━━━━━ Selected passage ━━━━━

Bedouin communities like Ein Samiya report violent attacks from nearby shepherd outposts up and down Allon Road, which stretches across the northern occupied West Bank. Shepherding outposts – typically comprising only one shepherd and a few volunteers each – have increased dramatically in prominence as a tool to forcibly take land from Bedouin communities since 2018. According to Israeli NGO Kerem Navot (PDF), there are now 61 grazing outposts, 50 of them created since 2018.
According to a late 2021 report (PDF) from Israeli NGO Yesh Din, Israeli government documents reveal plans as early as 1981 to use grazing-permitted areas around settlements to “secur[e] reservoirs of land for future settlement”, advocated by then-Minister of Agriculture Ariel Sharon. Since then, settlements like Metzadot Yehuda, Shvut Rachel, Mitzpe Esthamoa and others have emerged from areas originally designated for grazing only.
Shepherd outposts are bankrolled by several organisations, including Amana – an outgrowth of Gush Emunim, an ultranationalist messianic settler movement, and the main driving force behind these outposts – HaShomer Yosh and the Jewish National Fund. Amana receives millions of shekels each year from local councils in settlements – which are funded by the government – and HaShomer Yosh – an association that sends volunteers to agricultural outposts in the West Bank – receives 65 percent of its budget from the State of Israel.
Taking what Yesh Din calls a “maximum land, minimum settler” approach, these shepherd outposts – in direct, violent confrontation with Bedouin communities yet acting with impunity – have been instrumental in seizing wide swaths of land in Area C of the West Bank, which is under full Israeli security and civil control. Such grazing-oriented outposts now control nearly 7 percent of Area C, according to Kerem Navot figures.
The Yesh Din report cites Ze’ev Hever, Amana’s executive director, boasting that while settlements took about 100sq km (39sq miles) over 50 years, shepherd outposts managed to capture double that area in three years, from 2018 to 2021.
The police’s actions in support of settlers’ violence and theft made the situation impossible.
“The police not only did not investigate [settler attacks], but they were trying to persecute those within the [Ein Samiya] community,” said Wa’il Qut, a lawyer at the Jerusalem Legal Aid Center, which oversaw many of the villagers’ legal cases. “It is a clear example of cooperation between the settlers, the army and the civil administration to force – directly or indirectly – the Bedouin communities [to leave] … this is a clear violation of international law.”

━━━━━

● What the task asks
Translate this sentence from the passage on shepherd outposts into Spanish: "The police’s actions in support of settlers’ violence and theft made the situation impossible."

━━━━━ Extracted material ━━━━━

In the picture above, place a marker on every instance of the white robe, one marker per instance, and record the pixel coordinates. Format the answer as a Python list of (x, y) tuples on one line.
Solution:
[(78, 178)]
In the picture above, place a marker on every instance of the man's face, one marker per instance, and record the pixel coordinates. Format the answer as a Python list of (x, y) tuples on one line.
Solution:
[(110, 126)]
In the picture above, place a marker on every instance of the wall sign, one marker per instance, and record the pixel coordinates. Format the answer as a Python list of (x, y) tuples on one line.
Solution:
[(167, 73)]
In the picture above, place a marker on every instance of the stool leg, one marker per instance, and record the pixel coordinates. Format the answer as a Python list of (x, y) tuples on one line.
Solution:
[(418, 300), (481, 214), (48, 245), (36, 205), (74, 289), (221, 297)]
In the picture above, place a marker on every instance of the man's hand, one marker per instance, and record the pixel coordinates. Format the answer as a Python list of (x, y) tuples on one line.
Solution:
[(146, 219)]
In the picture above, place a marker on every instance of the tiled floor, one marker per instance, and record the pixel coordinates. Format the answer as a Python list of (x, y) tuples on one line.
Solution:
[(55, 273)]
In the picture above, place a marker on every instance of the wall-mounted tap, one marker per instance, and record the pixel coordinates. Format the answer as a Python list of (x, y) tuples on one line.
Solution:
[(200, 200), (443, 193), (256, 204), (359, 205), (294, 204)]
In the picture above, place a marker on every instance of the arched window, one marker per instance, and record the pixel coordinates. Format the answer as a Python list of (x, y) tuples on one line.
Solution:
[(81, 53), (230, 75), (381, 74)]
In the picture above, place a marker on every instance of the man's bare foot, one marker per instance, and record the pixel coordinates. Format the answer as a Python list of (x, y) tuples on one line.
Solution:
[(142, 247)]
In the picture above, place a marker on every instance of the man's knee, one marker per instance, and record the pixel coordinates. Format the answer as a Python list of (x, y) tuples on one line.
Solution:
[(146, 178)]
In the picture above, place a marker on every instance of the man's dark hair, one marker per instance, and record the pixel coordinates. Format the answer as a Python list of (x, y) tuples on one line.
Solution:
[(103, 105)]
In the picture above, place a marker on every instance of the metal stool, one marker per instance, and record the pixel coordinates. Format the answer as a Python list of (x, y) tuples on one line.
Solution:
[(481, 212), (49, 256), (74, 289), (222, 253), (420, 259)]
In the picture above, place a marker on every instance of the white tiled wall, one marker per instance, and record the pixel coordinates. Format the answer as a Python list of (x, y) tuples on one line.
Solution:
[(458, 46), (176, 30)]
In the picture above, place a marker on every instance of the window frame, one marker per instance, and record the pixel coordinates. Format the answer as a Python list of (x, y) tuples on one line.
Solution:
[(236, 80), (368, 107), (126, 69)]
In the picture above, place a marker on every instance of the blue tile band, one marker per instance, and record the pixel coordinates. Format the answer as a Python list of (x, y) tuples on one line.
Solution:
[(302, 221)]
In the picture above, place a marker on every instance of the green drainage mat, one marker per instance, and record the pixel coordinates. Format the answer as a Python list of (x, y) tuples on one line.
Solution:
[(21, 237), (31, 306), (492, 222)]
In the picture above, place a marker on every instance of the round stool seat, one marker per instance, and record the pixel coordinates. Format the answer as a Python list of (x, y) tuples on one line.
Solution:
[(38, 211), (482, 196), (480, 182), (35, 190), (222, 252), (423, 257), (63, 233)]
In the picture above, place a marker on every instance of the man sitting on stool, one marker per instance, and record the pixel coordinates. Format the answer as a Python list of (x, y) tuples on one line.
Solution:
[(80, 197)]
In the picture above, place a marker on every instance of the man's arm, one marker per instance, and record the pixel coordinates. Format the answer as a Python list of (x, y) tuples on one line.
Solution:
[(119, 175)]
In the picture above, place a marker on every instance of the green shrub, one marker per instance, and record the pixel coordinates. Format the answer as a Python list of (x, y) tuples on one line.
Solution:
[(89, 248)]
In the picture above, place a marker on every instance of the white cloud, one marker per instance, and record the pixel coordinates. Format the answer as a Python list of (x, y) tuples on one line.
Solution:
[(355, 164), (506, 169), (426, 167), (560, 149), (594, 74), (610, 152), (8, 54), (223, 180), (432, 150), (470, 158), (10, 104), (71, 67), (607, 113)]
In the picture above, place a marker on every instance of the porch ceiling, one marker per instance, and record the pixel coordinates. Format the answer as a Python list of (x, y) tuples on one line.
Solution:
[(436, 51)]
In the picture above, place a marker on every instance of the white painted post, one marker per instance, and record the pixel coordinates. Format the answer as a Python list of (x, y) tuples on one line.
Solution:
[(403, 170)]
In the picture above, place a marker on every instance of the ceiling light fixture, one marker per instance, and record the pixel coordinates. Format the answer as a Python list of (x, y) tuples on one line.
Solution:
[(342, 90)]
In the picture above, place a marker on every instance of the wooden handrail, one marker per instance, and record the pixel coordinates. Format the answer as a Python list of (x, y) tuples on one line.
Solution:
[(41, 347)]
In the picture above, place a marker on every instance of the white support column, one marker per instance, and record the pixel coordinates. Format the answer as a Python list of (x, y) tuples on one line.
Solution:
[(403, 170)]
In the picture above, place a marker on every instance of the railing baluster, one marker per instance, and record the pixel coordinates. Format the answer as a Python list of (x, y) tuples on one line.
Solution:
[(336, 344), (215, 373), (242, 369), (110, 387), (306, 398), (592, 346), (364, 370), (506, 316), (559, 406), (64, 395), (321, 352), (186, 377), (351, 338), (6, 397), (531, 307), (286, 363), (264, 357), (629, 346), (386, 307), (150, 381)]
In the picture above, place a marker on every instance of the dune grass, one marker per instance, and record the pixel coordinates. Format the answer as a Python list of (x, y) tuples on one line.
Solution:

━━━━━

● Output below
Las acciones de la policía en apoyo de la violencia y el robo de los colonos hicieron imposible la situación.